Exercise ::
Please rewrite all the records below with every "indicate" replaced by "mark", keeping everything else unchanged.
= = = =
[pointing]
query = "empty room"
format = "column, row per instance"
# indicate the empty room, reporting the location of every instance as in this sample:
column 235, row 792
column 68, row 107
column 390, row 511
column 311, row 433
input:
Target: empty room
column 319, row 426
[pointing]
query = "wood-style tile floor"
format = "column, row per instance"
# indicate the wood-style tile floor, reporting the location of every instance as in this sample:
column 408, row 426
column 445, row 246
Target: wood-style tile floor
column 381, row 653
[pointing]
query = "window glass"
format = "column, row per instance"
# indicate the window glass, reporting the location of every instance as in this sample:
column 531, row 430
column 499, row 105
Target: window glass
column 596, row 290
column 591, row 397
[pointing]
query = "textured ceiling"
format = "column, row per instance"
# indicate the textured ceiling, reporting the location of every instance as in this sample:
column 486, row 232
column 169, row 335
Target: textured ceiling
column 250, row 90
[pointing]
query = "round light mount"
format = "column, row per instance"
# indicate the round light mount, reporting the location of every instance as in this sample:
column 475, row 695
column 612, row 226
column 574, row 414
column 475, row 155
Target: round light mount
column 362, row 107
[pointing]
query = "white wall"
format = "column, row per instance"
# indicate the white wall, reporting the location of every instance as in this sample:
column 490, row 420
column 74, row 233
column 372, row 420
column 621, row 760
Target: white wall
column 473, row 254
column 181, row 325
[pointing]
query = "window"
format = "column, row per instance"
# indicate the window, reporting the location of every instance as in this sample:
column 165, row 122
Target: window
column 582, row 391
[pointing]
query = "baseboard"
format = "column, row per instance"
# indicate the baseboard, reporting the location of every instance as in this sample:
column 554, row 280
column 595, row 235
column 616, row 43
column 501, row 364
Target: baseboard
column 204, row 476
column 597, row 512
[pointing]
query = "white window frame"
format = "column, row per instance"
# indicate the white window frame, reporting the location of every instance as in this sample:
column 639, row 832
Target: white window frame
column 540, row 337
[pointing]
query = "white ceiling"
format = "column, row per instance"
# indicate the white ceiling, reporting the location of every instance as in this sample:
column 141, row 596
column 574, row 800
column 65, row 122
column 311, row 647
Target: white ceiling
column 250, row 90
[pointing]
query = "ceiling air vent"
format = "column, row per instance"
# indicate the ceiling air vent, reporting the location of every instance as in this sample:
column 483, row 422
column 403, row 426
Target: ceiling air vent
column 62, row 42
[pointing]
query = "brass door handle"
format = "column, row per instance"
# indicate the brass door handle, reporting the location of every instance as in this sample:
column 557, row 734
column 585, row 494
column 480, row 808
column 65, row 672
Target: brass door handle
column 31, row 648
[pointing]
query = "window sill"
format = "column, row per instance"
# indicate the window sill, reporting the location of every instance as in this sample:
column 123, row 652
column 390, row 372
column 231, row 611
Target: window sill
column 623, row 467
= = = =
Task solution ::
[pointing]
query = "empty room"
format = "column, row per instance"
# mark the empty room, reporting the location of every instance as in this sample:
column 235, row 792
column 68, row 107
column 390, row 511
column 311, row 433
input:
Target: empty room
column 319, row 426
[pointing]
query = "wood-style tile floor"
format = "column, row per instance"
# mark the wood-style tile floor, reporting the location of every instance as in this sample:
column 408, row 426
column 445, row 246
Target: wood-style tile floor
column 381, row 653
[pointing]
query = "window glass"
format = "column, row per instance"
# mark the window glass, reporting the location of every instance as in this sample:
column 531, row 430
column 499, row 105
Target: window glass
column 596, row 290
column 591, row 397
[pointing]
query = "textured ceiling"
format = "column, row per instance"
# mark the textured ceiling, reporting the location of every instance as in this sample:
column 486, row 232
column 169, row 335
Target: textured ceiling
column 250, row 90
[pointing]
query = "round light mount"
format = "column, row per instance"
# mark the round light mount, reporting the location of every instance as in this sample:
column 475, row 695
column 612, row 226
column 574, row 414
column 475, row 155
Target: round light mount
column 362, row 107
[pointing]
query = "white wall"
format = "column, row per instance"
# mark the white wall, reporting the location of every instance as in this sample:
column 490, row 420
column 74, row 233
column 372, row 420
column 621, row 760
Target: white wall
column 473, row 254
column 181, row 325
[pointing]
query = "window"
format = "column, row per instance"
# mark the window, reporting the location of every instance as in this sample:
column 165, row 122
Target: window
column 582, row 391
[pointing]
query = "baseboard"
format = "column, row per instance"
# mark the baseboard, reporting the location of every instance as in this sample:
column 554, row 280
column 595, row 235
column 616, row 43
column 501, row 364
Target: baseboard
column 204, row 476
column 597, row 512
[pointing]
query = "white window frame"
format = "column, row per instance"
# mark the white window frame, reporting the location of every instance as in this sample:
column 639, row 832
Target: white window frame
column 540, row 337
[pointing]
query = "white ceiling"
format = "column, row per instance"
# mark the white ceiling, reporting the location of every instance as in this sample:
column 141, row 596
column 574, row 800
column 65, row 122
column 311, row 647
Target: white ceiling
column 250, row 90
[pointing]
query = "ceiling air vent"
format = "column, row per instance"
# mark the ceiling air vent, reporting the location of every instance as in this sample:
column 483, row 422
column 403, row 426
Target: ceiling air vent
column 62, row 42
[pointing]
query = "brass door handle"
format = "column, row per instance"
# mark the brass door handle, reporting the location of every instance as in this sample:
column 557, row 734
column 585, row 494
column 480, row 808
column 65, row 672
Target: brass door handle
column 31, row 648
[pointing]
query = "window sill"
format = "column, row per instance"
# mark the window sill, reporting the location of every instance as in this sample:
column 123, row 652
column 390, row 372
column 231, row 611
Target: window sill
column 623, row 467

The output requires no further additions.